What is needed:
Quote the data below verbatim, from the line containing "TARGET = white sign border" through the line containing "(625, 1046)", with both of those lines included.

Records shown:
※

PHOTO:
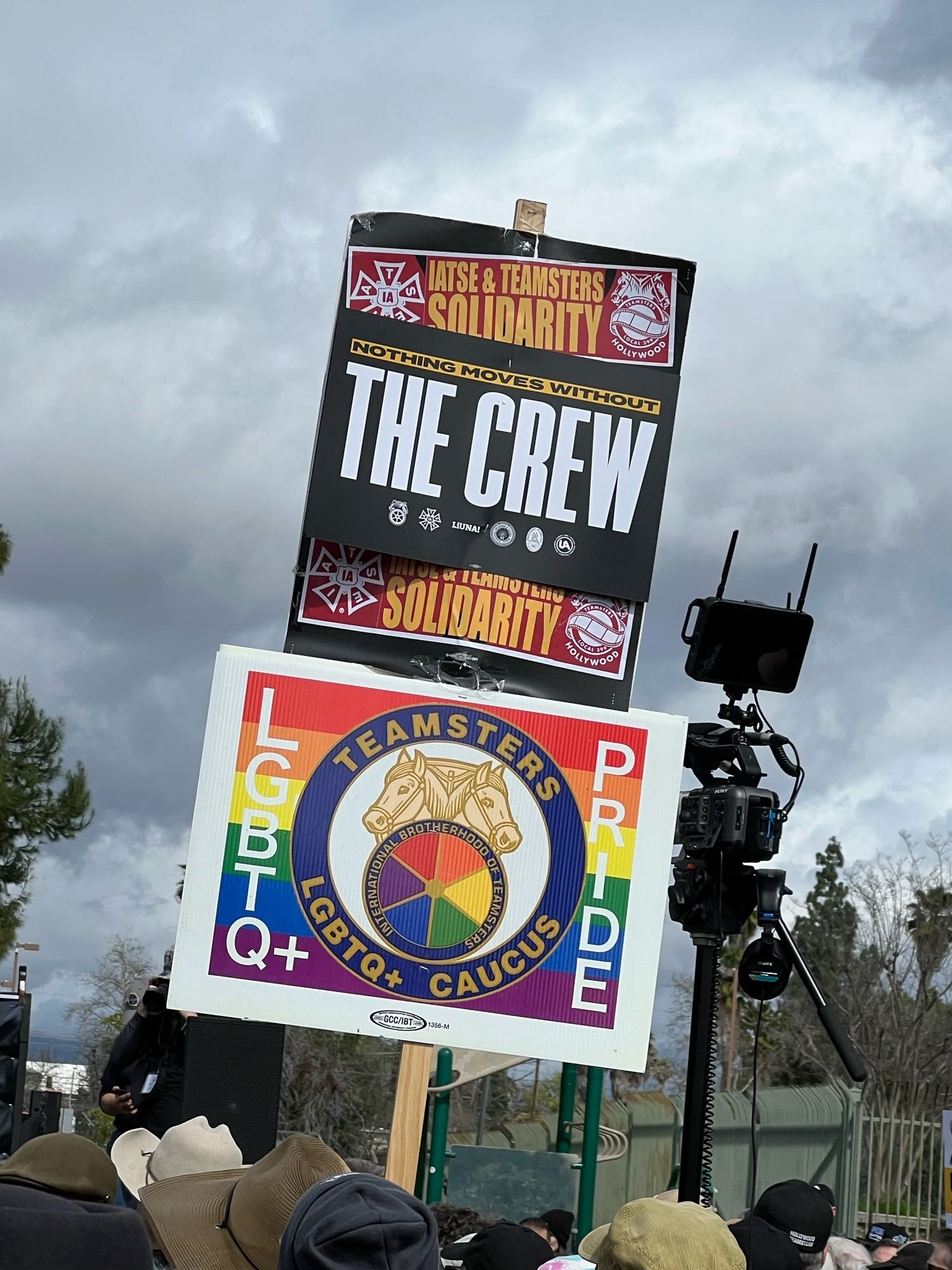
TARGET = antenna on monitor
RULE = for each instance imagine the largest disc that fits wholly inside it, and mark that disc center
(728, 565)
(807, 578)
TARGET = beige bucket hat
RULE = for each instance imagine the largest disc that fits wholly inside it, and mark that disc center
(229, 1221)
(656, 1235)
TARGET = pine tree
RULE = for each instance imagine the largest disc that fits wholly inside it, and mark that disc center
(40, 801)
(828, 935)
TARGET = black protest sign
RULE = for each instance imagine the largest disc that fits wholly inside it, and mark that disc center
(435, 446)
(354, 604)
(501, 402)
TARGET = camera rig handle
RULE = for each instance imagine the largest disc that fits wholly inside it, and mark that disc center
(718, 755)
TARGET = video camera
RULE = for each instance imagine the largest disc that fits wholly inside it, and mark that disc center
(729, 825)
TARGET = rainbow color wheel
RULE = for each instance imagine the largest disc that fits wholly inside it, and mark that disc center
(436, 890)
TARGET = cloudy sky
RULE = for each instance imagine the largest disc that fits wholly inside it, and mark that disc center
(177, 182)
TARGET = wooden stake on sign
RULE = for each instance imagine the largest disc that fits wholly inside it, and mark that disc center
(530, 217)
(409, 1109)
(413, 1081)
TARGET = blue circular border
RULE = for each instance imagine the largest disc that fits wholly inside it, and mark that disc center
(323, 793)
(402, 944)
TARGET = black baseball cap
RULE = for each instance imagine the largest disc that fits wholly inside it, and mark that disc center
(800, 1211)
(765, 1248)
(913, 1257)
(887, 1235)
(506, 1245)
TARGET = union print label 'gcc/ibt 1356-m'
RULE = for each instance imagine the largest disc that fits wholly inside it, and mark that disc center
(510, 413)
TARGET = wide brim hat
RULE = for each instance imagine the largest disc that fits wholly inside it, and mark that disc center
(192, 1147)
(228, 1220)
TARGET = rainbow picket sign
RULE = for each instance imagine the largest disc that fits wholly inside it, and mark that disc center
(384, 857)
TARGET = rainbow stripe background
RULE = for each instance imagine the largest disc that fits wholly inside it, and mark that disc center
(317, 716)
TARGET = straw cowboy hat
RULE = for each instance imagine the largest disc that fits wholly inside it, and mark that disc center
(235, 1220)
(194, 1147)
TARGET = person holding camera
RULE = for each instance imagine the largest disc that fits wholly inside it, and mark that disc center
(143, 1081)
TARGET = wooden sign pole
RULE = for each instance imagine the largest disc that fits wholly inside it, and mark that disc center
(409, 1109)
(414, 1078)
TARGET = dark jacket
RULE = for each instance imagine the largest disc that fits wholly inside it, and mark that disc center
(149, 1047)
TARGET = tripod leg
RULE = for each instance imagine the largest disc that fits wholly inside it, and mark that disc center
(697, 1136)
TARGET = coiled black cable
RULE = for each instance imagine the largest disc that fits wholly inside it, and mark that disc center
(710, 1090)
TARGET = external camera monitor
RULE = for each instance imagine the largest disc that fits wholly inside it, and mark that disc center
(743, 645)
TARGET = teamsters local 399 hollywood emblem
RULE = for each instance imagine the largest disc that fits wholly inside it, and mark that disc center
(422, 853)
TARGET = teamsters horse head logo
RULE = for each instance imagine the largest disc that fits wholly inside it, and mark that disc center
(469, 794)
(399, 843)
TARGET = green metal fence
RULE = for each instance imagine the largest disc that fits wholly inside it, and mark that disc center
(901, 1160)
(810, 1132)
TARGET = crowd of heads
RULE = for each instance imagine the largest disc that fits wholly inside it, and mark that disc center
(188, 1201)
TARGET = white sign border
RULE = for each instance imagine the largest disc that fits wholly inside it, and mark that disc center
(625, 1046)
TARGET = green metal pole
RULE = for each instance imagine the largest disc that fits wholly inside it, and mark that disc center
(421, 1187)
(567, 1107)
(590, 1150)
(441, 1125)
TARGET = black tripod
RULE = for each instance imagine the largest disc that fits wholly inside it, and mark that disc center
(715, 891)
(711, 909)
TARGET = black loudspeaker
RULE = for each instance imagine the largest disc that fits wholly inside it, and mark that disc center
(233, 1076)
(15, 1046)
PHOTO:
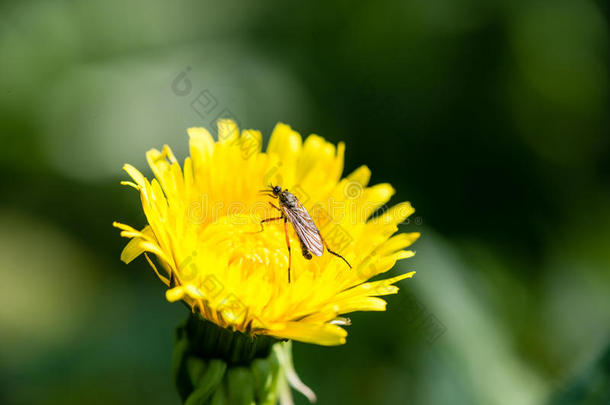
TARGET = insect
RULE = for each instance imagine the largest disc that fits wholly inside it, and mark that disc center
(291, 210)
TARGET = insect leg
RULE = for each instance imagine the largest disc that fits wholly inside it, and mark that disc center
(267, 220)
(333, 252)
(288, 245)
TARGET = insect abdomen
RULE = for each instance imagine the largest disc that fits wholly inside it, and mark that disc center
(305, 251)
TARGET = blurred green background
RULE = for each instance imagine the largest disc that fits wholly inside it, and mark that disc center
(491, 117)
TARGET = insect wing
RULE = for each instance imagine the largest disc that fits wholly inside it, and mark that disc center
(305, 228)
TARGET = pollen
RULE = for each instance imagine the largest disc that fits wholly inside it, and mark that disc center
(204, 241)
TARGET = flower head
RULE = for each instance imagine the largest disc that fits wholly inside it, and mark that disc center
(204, 229)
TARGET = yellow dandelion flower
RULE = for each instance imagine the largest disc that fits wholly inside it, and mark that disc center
(204, 229)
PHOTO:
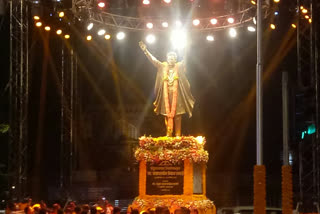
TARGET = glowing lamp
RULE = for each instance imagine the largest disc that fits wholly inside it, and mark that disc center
(61, 14)
(121, 35)
(272, 26)
(59, 32)
(39, 24)
(90, 26)
(165, 24)
(149, 25)
(231, 20)
(213, 21)
(251, 29)
(150, 38)
(196, 22)
(101, 32)
(146, 2)
(232, 32)
(200, 140)
(210, 38)
(101, 4)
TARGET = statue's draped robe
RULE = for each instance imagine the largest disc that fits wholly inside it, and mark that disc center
(185, 100)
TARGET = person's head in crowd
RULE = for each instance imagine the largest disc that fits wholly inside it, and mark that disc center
(28, 210)
(185, 210)
(152, 210)
(116, 210)
(93, 210)
(135, 211)
(60, 211)
(77, 210)
(42, 211)
(165, 210)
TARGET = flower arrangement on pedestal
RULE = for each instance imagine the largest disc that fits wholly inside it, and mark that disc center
(173, 149)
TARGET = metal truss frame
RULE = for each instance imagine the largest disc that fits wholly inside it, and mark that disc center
(116, 21)
(19, 92)
(308, 86)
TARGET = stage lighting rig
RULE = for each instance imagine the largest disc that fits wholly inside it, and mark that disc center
(232, 32)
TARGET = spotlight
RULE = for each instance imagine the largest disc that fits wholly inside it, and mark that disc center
(61, 14)
(120, 35)
(149, 25)
(178, 23)
(213, 21)
(101, 32)
(210, 38)
(272, 26)
(196, 22)
(178, 39)
(39, 24)
(101, 4)
(146, 2)
(165, 24)
(90, 26)
(150, 38)
(232, 32)
(231, 20)
(251, 29)
(59, 32)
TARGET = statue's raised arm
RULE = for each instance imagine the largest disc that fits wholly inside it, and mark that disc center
(151, 58)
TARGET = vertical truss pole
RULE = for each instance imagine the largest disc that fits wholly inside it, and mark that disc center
(19, 86)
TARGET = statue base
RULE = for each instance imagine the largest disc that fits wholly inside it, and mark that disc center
(172, 173)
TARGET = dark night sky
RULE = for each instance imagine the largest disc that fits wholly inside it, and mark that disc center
(222, 77)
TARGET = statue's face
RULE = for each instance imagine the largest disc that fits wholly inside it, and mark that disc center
(171, 59)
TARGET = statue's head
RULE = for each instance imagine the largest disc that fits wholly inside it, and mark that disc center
(171, 58)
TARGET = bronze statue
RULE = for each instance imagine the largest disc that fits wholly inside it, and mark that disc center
(172, 89)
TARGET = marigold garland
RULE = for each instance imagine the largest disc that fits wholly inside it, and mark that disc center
(173, 149)
(140, 203)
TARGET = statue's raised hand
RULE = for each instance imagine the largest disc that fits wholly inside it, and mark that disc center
(142, 46)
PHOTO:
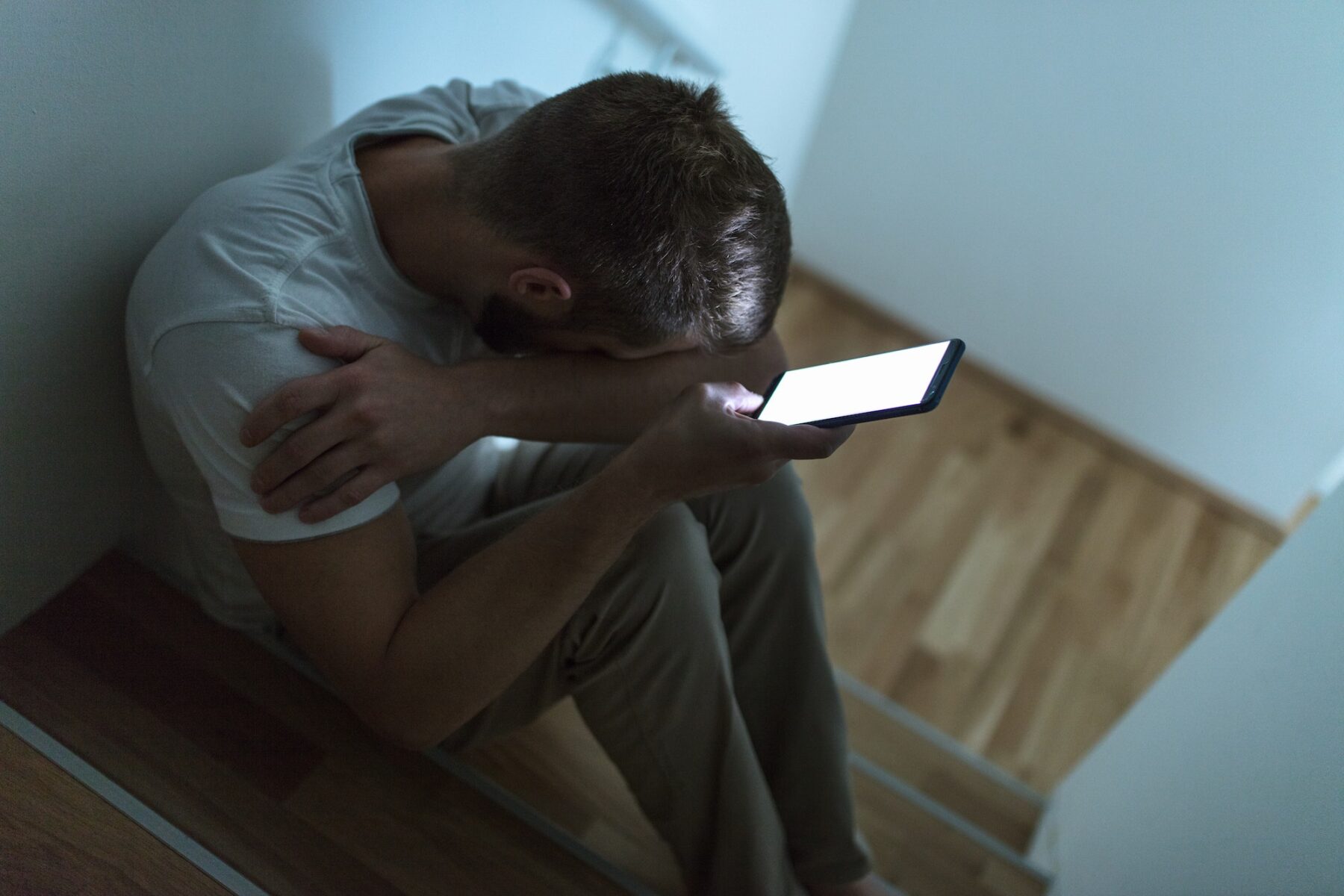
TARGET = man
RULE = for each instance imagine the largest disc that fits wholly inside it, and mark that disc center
(594, 273)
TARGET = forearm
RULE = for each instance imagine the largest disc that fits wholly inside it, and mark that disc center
(477, 629)
(591, 398)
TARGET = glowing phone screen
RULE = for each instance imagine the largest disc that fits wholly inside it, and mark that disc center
(856, 386)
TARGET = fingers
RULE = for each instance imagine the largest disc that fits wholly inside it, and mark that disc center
(734, 396)
(803, 442)
(344, 497)
(346, 343)
(315, 479)
(287, 403)
(300, 449)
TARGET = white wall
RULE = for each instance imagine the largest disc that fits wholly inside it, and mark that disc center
(1135, 208)
(116, 114)
(1228, 777)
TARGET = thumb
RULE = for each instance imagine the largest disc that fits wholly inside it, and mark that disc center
(741, 399)
(346, 343)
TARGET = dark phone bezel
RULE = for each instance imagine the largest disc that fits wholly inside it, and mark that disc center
(956, 348)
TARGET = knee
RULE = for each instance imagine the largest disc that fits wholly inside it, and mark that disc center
(779, 508)
(671, 554)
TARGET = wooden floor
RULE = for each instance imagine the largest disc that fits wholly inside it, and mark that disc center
(245, 755)
(60, 837)
(1001, 570)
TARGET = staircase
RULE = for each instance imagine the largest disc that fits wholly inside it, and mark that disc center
(265, 768)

※

The answer:
TARGET = white sign border
RULE = for each instance imagine the largest disc that fits wholly inside it, and mark that disc center
(625, 1046)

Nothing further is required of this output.